= WORK INSTRUCTION =
Where an image appears in the data, omit it and reproduce the rest exactly.

= MATERIAL FOR THE TASK =
■ ■ ■ ■
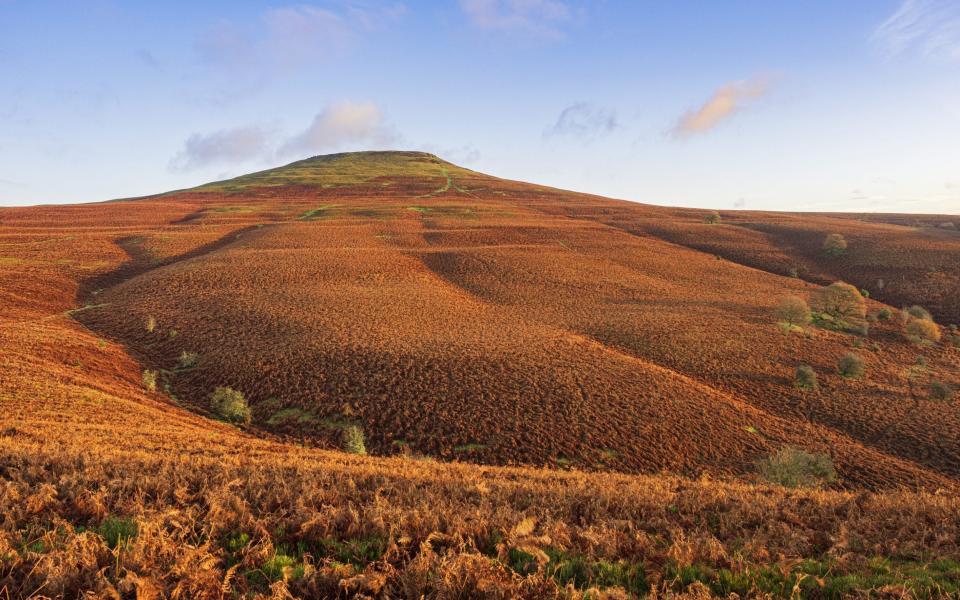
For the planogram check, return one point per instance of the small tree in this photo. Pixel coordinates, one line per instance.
(188, 360)
(150, 380)
(792, 467)
(793, 311)
(834, 244)
(843, 304)
(921, 331)
(353, 440)
(806, 378)
(937, 390)
(230, 405)
(851, 366)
■ ■ ■ ■
= FINISHED TASK =
For the planogram check, return one point per instance of the small tree in this photo. Pixel coordinates, one line per instance.
(188, 360)
(150, 380)
(792, 467)
(793, 311)
(834, 244)
(843, 304)
(921, 331)
(353, 440)
(806, 378)
(937, 390)
(230, 405)
(851, 366)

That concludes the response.